* **Extracted material**:
[Start of section]
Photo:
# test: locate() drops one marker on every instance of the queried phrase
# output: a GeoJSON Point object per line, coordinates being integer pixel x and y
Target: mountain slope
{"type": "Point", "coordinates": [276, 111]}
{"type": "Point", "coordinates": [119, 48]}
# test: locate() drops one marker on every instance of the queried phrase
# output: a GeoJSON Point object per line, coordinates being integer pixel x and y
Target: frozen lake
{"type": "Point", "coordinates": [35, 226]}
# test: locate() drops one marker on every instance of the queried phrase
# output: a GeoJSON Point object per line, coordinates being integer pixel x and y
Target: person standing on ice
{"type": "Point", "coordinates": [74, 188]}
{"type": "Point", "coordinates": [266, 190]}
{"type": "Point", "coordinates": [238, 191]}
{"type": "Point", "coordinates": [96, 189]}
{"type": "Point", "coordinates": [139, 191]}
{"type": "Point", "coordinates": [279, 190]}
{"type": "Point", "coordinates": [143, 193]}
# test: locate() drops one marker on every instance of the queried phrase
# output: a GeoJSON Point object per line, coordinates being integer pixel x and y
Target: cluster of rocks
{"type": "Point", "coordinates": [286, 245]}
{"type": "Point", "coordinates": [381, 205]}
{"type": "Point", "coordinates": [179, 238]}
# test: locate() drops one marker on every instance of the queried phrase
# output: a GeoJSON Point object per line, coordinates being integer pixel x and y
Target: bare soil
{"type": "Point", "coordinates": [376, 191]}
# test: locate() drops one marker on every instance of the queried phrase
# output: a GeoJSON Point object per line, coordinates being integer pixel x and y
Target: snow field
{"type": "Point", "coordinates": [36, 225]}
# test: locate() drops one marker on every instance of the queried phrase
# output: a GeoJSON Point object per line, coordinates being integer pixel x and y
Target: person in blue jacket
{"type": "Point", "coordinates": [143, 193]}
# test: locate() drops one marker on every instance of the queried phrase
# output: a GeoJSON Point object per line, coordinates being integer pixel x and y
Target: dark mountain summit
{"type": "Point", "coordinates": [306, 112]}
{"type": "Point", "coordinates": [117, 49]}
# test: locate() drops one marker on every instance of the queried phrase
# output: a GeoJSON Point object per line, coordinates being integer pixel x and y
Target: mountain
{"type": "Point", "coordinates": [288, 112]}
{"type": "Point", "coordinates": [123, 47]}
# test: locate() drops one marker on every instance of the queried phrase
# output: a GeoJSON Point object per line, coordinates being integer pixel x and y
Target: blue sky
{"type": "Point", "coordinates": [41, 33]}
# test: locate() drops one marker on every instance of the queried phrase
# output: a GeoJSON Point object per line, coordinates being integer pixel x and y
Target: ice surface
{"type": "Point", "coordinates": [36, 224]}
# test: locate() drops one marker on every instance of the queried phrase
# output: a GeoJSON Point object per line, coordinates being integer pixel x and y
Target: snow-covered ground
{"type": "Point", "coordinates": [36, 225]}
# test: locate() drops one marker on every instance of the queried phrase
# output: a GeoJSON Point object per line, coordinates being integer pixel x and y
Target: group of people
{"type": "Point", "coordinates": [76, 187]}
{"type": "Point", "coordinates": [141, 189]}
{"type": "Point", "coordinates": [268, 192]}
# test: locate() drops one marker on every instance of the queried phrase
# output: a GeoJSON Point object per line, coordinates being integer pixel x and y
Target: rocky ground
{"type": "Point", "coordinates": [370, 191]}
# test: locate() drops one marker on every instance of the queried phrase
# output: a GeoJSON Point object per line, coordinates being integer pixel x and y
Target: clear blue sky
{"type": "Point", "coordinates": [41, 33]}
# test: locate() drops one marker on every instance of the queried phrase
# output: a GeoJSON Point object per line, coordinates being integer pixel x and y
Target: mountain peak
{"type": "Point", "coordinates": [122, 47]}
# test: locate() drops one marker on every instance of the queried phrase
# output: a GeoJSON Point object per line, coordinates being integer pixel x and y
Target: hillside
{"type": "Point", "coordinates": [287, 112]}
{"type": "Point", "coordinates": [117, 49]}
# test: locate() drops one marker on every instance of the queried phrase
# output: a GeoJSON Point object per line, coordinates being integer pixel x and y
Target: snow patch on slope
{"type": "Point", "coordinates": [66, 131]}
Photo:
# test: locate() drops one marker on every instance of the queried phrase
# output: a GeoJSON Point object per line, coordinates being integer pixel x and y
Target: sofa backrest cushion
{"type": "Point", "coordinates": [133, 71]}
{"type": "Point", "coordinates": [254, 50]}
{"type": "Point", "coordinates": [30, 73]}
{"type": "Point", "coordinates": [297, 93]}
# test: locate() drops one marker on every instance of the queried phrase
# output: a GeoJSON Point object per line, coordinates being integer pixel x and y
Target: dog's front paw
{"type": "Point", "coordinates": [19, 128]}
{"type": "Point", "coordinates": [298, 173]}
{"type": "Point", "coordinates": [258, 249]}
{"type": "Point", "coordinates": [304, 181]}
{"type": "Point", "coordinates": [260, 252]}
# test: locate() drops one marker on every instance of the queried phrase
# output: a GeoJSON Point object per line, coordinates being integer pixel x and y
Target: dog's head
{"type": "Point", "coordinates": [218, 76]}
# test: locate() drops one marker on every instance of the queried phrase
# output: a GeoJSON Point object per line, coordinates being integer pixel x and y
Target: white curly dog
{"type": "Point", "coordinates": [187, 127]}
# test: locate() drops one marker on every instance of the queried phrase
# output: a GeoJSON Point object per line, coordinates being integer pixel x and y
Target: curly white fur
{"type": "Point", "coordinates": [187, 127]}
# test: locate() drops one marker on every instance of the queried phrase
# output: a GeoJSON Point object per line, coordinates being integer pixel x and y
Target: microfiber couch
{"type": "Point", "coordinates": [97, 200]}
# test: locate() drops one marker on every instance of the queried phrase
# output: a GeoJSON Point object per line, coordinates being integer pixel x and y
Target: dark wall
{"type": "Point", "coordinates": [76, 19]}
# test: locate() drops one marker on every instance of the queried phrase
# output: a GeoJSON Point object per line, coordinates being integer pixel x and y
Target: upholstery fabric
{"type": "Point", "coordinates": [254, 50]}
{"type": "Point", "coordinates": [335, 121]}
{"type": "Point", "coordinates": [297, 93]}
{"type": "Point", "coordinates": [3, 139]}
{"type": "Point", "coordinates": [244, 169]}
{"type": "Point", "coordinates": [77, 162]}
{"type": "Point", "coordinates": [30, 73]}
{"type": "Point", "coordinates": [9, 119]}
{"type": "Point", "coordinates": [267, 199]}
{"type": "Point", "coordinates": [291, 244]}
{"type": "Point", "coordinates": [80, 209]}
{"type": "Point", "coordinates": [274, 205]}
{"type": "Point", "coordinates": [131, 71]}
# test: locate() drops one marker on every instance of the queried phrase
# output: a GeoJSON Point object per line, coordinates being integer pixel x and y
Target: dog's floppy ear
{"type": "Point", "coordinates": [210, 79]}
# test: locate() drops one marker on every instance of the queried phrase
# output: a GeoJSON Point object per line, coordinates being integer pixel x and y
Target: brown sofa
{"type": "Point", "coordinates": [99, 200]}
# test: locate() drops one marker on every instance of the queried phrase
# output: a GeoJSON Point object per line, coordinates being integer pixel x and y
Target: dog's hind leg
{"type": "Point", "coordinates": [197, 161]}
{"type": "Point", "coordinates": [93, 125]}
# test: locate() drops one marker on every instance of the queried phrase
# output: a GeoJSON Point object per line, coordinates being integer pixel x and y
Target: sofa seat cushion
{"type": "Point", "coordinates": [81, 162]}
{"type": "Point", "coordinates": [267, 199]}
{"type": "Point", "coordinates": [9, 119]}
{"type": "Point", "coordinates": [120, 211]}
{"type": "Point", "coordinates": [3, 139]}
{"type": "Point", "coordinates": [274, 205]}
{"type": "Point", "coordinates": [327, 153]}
[End of section]
* **What to produce**: The data must be retyped in full, exactly as it reads.

* **Result of the task**:
Photo:
# test: locate() drops one marker on every instance of the queried phrase
# output: a GeoJSON Point object per line, coordinates being integer pixel x and y
Target: mountain slope
{"type": "Point", "coordinates": [276, 111]}
{"type": "Point", "coordinates": [119, 48]}
# test: locate() drops one marker on every instance of the queried phrase
# output: a GeoJSON Point object per line, coordinates being integer pixel x and y
Target: frozen lake
{"type": "Point", "coordinates": [35, 226]}
# test: locate() drops one marker on every instance of the queried phrase
# output: a GeoJSON Point object per line, coordinates being integer pixel x and y
Target: person standing on ice
{"type": "Point", "coordinates": [74, 188]}
{"type": "Point", "coordinates": [266, 190]}
{"type": "Point", "coordinates": [238, 191]}
{"type": "Point", "coordinates": [96, 189]}
{"type": "Point", "coordinates": [139, 191]}
{"type": "Point", "coordinates": [279, 190]}
{"type": "Point", "coordinates": [143, 193]}
# test: locate() drops one marker on every instance of the queried phrase
# output: a GeoJSON Point object per line, coordinates being integer pixel x and y
Target: cluster of rocks
{"type": "Point", "coordinates": [286, 245]}
{"type": "Point", "coordinates": [381, 205]}
{"type": "Point", "coordinates": [179, 238]}
# test: locate() drops one marker on every instance of the queried phrase
# output: a GeoJSON Point object per line, coordinates being integer pixel x and y
Target: bare soil
{"type": "Point", "coordinates": [376, 191]}
# test: locate() drops one marker on every instance of the queried phrase
# output: a GeoJSON Point object per line, coordinates being integer pixel x and y
Target: snow field
{"type": "Point", "coordinates": [36, 225]}
# test: locate() drops one marker on every instance of the queried phrase
# output: a GeoJSON Point object per line, coordinates being integer pixel x and y
Target: person in blue jacket
{"type": "Point", "coordinates": [143, 193]}
# test: locate() drops one marker on every instance of the queried phrase
# output: a GeoJSON Point object per line, coordinates being integer pixel x and y
Target: dark mountain summit
{"type": "Point", "coordinates": [306, 112]}
{"type": "Point", "coordinates": [117, 49]}
# test: locate() drops one marker on every instance of the queried phrase
# output: a GeoJSON Point object per line, coordinates being integer pixel x and y
Target: mountain
{"type": "Point", "coordinates": [288, 112]}
{"type": "Point", "coordinates": [123, 47]}
# test: locate() drops one marker on every instance of the queried phrase
# output: a GeoJSON Point object per line, coordinates being integer pixel x and y
Target: blue sky
{"type": "Point", "coordinates": [41, 33]}
# test: locate() drops one marker on every instance of the queried phrase
# output: a GeoJSON Point object per line, coordinates being integer pixel x and y
Target: ice surface
{"type": "Point", "coordinates": [36, 224]}
# test: locate() drops one marker on every instance of the queried phrase
# output: a GeoJSON Point object per line, coordinates being integer pixel x and y
Target: snow-covered ground
{"type": "Point", "coordinates": [36, 225]}
# test: locate() drops one marker on every instance of the queried phrase
# output: a GeoJSON Point object per line, coordinates being integer pixel x and y
Target: group of people
{"type": "Point", "coordinates": [76, 187]}
{"type": "Point", "coordinates": [141, 189]}
{"type": "Point", "coordinates": [268, 192]}
# test: locate() drops one marker on every instance of the queried phrase
# output: a GeoJSON Point object per line, coordinates being integer pixel x and y
Target: rocky ground
{"type": "Point", "coordinates": [370, 191]}
# test: locate() drops one marker on every instance of the queried phrase
# output: a GeoJSON Point object per line, coordinates being integer pixel x and y
Target: clear blue sky
{"type": "Point", "coordinates": [41, 33]}
# test: locate() drops one marker on every instance of the queried phrase
# output: a GeoJSON Point object per line, coordinates being integer pixel x and y
Target: mountain peak
{"type": "Point", "coordinates": [122, 47]}
# test: locate() drops one marker on every instance of the queried phrase
# output: a GeoJSON Point object per line, coordinates being integer pixel x and y
Target: hillside
{"type": "Point", "coordinates": [287, 112]}
{"type": "Point", "coordinates": [117, 49]}
# test: locate() drops one marker on every instance of the queried phrase
# output: a GeoJSON Point object per line, coordinates being integer pixel x and y
Target: snow patch on slope
{"type": "Point", "coordinates": [66, 131]}
Photo:
# test: locate() drops one marker on every instance of the queried phrase
# output: a GeoJSON Point object per line, coordinates being integer pixel x and y
Target: sofa backrest cushion
{"type": "Point", "coordinates": [133, 71]}
{"type": "Point", "coordinates": [254, 50]}
{"type": "Point", "coordinates": [30, 73]}
{"type": "Point", "coordinates": [297, 93]}
# test: locate() drops one marker on every instance of the queried phrase
# output: a GeoJSON Point object per line, coordinates being integer pixel x and y
Target: dog's front paw
{"type": "Point", "coordinates": [19, 128]}
{"type": "Point", "coordinates": [298, 173]}
{"type": "Point", "coordinates": [258, 249]}
{"type": "Point", "coordinates": [304, 181]}
{"type": "Point", "coordinates": [260, 252]}
# test: locate() drops one marker on every instance of the queried phrase
# output: a GeoJSON Point object per line, coordinates being integer pixel x and y
Target: dog's head
{"type": "Point", "coordinates": [218, 76]}
# test: locate() drops one marker on every instance of the queried phrase
# output: a GeoJSON Point object per line, coordinates being integer pixel x and y
Target: white curly dog
{"type": "Point", "coordinates": [187, 127]}
# test: locate() drops one marker on every instance of the queried phrase
# output: a GeoJSON Point object per line, coordinates being integer pixel x and y
Target: curly white fur
{"type": "Point", "coordinates": [187, 127]}
# test: locate() drops one marker on every instance of the queried phrase
# output: a GeoJSON Point object per line, coordinates being integer pixel x and y
Target: microfiber couch
{"type": "Point", "coordinates": [97, 200]}
# test: locate() drops one marker on every instance of the queried phrase
# output: a GeoJSON Point object per line, coordinates being integer pixel x and y
Target: dark wall
{"type": "Point", "coordinates": [76, 19]}
# test: locate() drops one marker on every instance of the queried phrase
# output: a GeoJSON Point object per line, coordinates being integer pixel x and y
Target: upholstery fabric
{"type": "Point", "coordinates": [254, 50]}
{"type": "Point", "coordinates": [335, 121]}
{"type": "Point", "coordinates": [297, 93]}
{"type": "Point", "coordinates": [3, 139]}
{"type": "Point", "coordinates": [244, 169]}
{"type": "Point", "coordinates": [77, 162]}
{"type": "Point", "coordinates": [30, 73]}
{"type": "Point", "coordinates": [9, 119]}
{"type": "Point", "coordinates": [267, 199]}
{"type": "Point", "coordinates": [291, 244]}
{"type": "Point", "coordinates": [80, 209]}
{"type": "Point", "coordinates": [274, 205]}
{"type": "Point", "coordinates": [131, 71]}
# test: locate() drops one marker on every instance of the queried phrase
# output: a GeoJSON Point object per line, coordinates being integer pixel x and y
Target: dog's floppy ear
{"type": "Point", "coordinates": [210, 79]}
# test: locate() drops one marker on every instance of the queried phrase
# output: a GeoJSON Point object per line, coordinates being integer pixel x and y
Target: brown sofa
{"type": "Point", "coordinates": [99, 200]}
# test: locate() drops one marker on every instance of the queried phrase
# output: a GeoJSON Point object per line, coordinates being integer pixel x and y
Target: dog's hind leg
{"type": "Point", "coordinates": [197, 161]}
{"type": "Point", "coordinates": [93, 125]}
# test: locate() drops one marker on every instance of the queried phrase
# output: a GeoJSON Point object per line, coordinates being integer pixel x and y
Target: sofa seat cushion
{"type": "Point", "coordinates": [81, 162]}
{"type": "Point", "coordinates": [267, 199]}
{"type": "Point", "coordinates": [9, 119]}
{"type": "Point", "coordinates": [120, 211]}
{"type": "Point", "coordinates": [3, 139]}
{"type": "Point", "coordinates": [274, 205]}
{"type": "Point", "coordinates": [327, 153]}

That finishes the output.